INFORMATION:
-*-*-
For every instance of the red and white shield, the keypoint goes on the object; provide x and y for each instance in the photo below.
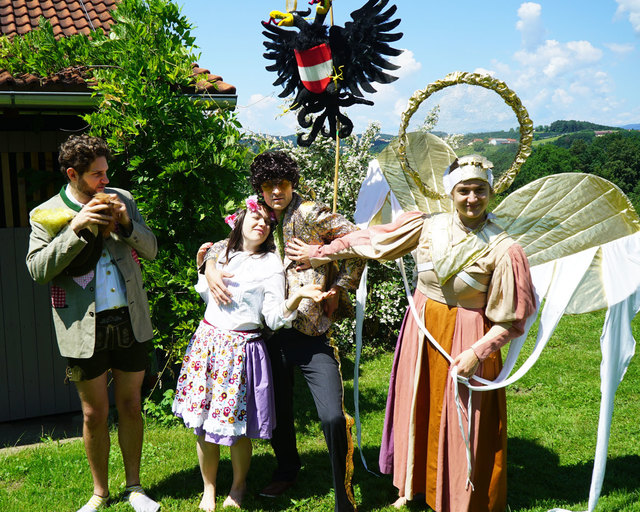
(315, 66)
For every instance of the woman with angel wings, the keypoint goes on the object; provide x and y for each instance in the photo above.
(474, 294)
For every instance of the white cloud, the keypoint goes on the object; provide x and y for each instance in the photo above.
(265, 114)
(632, 9)
(620, 49)
(407, 62)
(530, 24)
(554, 58)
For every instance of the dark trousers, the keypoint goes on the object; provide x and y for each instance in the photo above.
(315, 358)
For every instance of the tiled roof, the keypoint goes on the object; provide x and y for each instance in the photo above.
(69, 17)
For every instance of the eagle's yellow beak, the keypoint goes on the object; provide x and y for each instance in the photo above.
(282, 19)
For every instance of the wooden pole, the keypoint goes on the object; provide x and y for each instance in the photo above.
(335, 176)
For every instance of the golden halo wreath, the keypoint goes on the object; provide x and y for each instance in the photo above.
(482, 80)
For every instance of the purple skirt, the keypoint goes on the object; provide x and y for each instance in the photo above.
(224, 389)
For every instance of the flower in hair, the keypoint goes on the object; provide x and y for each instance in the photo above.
(231, 220)
(252, 203)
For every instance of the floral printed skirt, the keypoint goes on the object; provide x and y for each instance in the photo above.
(224, 390)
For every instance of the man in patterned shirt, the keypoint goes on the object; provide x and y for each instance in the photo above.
(275, 175)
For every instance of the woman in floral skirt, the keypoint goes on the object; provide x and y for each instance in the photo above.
(224, 390)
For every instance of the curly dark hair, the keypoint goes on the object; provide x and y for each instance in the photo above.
(273, 165)
(79, 152)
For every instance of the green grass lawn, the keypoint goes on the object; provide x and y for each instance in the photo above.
(553, 416)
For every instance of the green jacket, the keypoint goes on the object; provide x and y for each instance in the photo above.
(73, 299)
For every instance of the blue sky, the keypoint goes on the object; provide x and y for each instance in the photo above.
(566, 59)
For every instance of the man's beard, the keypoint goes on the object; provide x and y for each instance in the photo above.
(84, 188)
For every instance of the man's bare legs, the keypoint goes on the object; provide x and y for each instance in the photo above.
(128, 387)
(95, 430)
(209, 457)
(240, 461)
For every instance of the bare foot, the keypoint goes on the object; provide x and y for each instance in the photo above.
(208, 502)
(235, 498)
(400, 502)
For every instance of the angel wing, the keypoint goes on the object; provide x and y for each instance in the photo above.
(280, 46)
(361, 47)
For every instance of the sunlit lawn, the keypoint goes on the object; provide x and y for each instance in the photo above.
(553, 415)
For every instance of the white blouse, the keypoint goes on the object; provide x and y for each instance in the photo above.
(257, 289)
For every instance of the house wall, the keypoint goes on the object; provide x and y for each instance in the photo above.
(32, 372)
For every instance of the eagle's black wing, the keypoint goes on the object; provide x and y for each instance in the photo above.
(362, 47)
(280, 48)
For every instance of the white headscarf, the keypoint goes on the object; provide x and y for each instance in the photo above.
(470, 167)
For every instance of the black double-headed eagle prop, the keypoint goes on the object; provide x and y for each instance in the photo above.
(328, 67)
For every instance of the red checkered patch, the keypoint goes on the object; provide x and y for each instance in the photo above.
(85, 279)
(58, 297)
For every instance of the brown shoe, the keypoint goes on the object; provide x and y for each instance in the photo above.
(276, 488)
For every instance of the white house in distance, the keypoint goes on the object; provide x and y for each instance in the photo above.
(496, 142)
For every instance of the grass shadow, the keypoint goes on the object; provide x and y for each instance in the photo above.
(561, 484)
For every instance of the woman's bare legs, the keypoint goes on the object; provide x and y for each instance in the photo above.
(208, 456)
(240, 461)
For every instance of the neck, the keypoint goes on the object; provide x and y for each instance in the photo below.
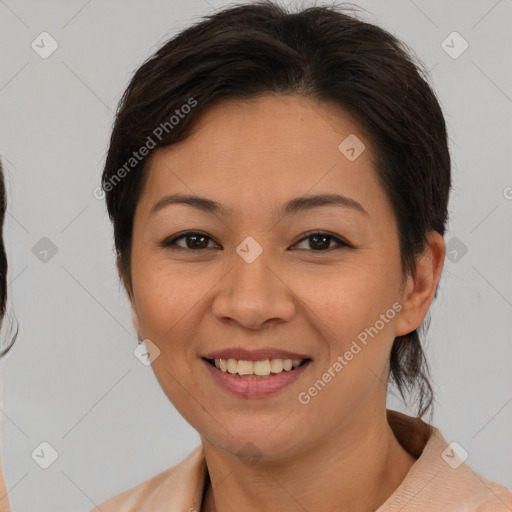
-*-*-
ABOUT THIS EXERCISE: When you transcribe the lines above, keep every word exact but leave the pictures behind.

PROBLEM SOLUTION:
For every instance of the red and white shield, the keypoint goes on the object; provide x and y for each instance in the photo below.
(315, 66)
For every instance of the woman with angel wings, the keypoint goes on the object; provide x and y for each instance in the photo above.
(474, 294)
For every instance of the white cloud, the keypoint goes on the object; provide x and y for each instance in the photo above.
(265, 114)
(632, 9)
(620, 49)
(407, 62)
(530, 24)
(554, 58)
For every instance of the dark trousers, the keypoint goes on the object; provide x and y for each instance in the photo above.
(315, 358)
For every instance of the tiled roof, the keypoint goes on the object; provide x and y for each instance in the photo above.
(69, 17)
For every instance of the eagle's yellow beak, the keypoint goes on the object; provide x and y for each instance in the photo above.
(282, 19)
For every instance of the wooden pole, the keypoint goes on the object; provide x and y for each instance in the photo above.
(335, 176)
For every instance of the golden halo wreath, the keypoint goes on the object; provide x and y for each instance in the photo above.
(482, 80)
For every instance of the purple skirt, the keypoint goes on the object; provide x and y for each instance in the photo above.
(224, 389)
For every instance of the flower in hair, the keypoint goes on the object; provide x and y for each instance in the photo above.
(231, 220)
(252, 203)
For every instance of the floral printed skirt, the keypoint goes on the object; provide x and y for each instance in the photo above.
(224, 390)
For every instance of the man in patterned shirt, the keypoint goes on the object; provide x and y for each instance in the photo above.
(275, 175)
For every instance of the woman in floral skirt, the keypoint goes on the object; provide x and y for each instance in the photo above.
(224, 390)
For every instance of the curly dark hair, the keypoint goes on the object; provide x and y for each instance in the photo above.
(273, 165)
(79, 152)
For every instance of the green grass lawn, the keypoint goes on the object; provide x and y for each instance in the photo above.
(553, 416)
For every instance of the green jacket, the keypoint goes on the object; provide x and y for each instance in the photo above.
(73, 299)
For every instance of the blue sky, the keypoint goes on the object; provide x and y for each instance in the photo above.
(566, 59)
For every instance of the man's beard, the keypoint goes on the object; provide x and y for each instance in the photo above.
(84, 188)
For every instance of the man's bare legs, the keypoint goes on the object; provide x and y for each instance in the photo above.
(128, 387)
(95, 430)
(209, 457)
(240, 461)
For every instance of the bare foot, the keypoint goes on the object; provide x and y for each instance in the photo above.
(208, 502)
(235, 498)
(400, 502)
For every instance of the angel wing, the keypoint goes on the object; provide x and y for each instance in the photo above.
(280, 46)
(361, 47)
For every instance of the sunlit lawn, the keypoint goes on the object; provide x and y for each instance in the photo above.
(553, 415)
For every instance of the white blouse, the keypoint goes on the object; provide x and y for each instance in the photo above.
(257, 289)
For every instance of the house wall, the keypoint goes on the object; provide x and y for each instance in the photo above.
(32, 372)
For every instance of the eagle's black wing, the keypoint goes on the object; provide x and y for each instance in the photo above.
(362, 47)
(280, 48)
For every instance of the white headscarf, the keypoint goes on the object; provide x and y for each instance in the photo above.
(470, 167)
For every instance of the black double-headed eagle prop, the keypoint goes on the object; provide x and y for each instance in the photo above.
(328, 67)
For every instance of the red checkered patch, the keypoint goes on the object; provide x and y for each instance in the photo above.
(85, 279)
(58, 297)
For every instance of the brown shoe, the keypoint goes on the object; provide x and y for each instance in the photo above.
(276, 488)
For every instance of the white house in distance, the keypoint goes on the object; provide x and y for each instance in the photo above.
(496, 142)
For every instance of the grass shadow, the keypoint goes on the object; provide x and y for each instance in the photo above.
(561, 484)
For every instance of the woman's bare legs, the keypoint goes on the object; provide x and y for each instance in the photo above.
(208, 456)
(240, 461)
For every instance of the neck, the keypoint goes on the object; provide x and y for each instance in the photo below.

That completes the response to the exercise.